- **THE PROBLEM**:
Within these entries, which lines include the string "Output"? Copy each one.

- **DATA SUPPLIED**:
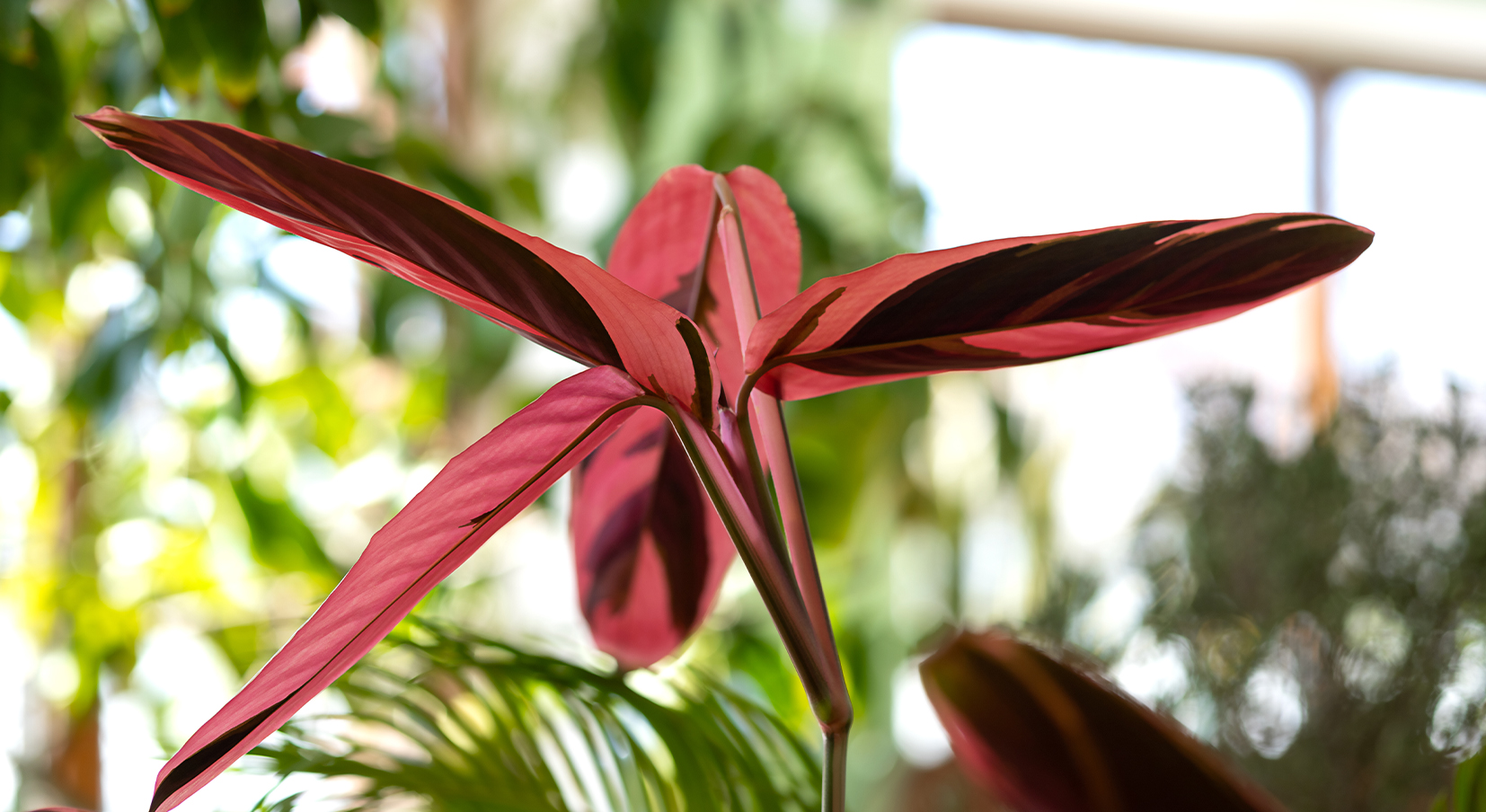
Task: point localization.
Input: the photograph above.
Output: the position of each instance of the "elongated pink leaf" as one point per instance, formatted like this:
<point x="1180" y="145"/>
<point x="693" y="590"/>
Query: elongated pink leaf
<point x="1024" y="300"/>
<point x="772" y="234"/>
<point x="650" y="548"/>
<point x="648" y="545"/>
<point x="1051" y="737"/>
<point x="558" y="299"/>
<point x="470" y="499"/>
---
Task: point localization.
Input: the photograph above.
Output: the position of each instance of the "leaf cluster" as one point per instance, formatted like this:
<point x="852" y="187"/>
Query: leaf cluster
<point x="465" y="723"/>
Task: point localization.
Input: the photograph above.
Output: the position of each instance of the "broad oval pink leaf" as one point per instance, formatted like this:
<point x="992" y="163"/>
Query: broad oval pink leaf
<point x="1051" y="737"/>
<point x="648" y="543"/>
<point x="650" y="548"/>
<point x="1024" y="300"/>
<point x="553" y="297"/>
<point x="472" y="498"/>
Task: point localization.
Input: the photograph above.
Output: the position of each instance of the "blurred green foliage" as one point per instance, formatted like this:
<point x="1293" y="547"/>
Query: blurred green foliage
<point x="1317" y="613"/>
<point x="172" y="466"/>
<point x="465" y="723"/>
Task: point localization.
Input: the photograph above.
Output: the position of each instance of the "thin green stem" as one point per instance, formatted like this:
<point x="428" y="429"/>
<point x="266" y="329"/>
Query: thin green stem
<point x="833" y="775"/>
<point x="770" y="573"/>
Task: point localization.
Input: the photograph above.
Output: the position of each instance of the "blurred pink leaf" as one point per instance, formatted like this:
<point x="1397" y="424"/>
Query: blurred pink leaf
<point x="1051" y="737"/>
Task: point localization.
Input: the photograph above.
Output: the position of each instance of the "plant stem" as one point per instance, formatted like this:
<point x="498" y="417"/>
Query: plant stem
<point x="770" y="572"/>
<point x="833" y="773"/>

- **SOLUTION BELOW**:
Output: the position of each instance of the "elongated pink leaf" as one point per instance, formatted like this:
Output: the position of each instance of the "leaf cluster" as one point per instance, formatted like this:
Output: the position of each instance of the "broad oval pink leaf" as one point per instance, formatted like this:
Output: the position of each instance of the "blurred green foliage" as one point per instance, formatted like this:
Output: the position of each instance of the "thin green stem" as one point per instance, formatted like this:
Output: the position of each instance of the "blurred pink leaf" as one point per instance, formatted like this:
Output: the position of each instance of the "plant stem" as one point per instance, formatted like this:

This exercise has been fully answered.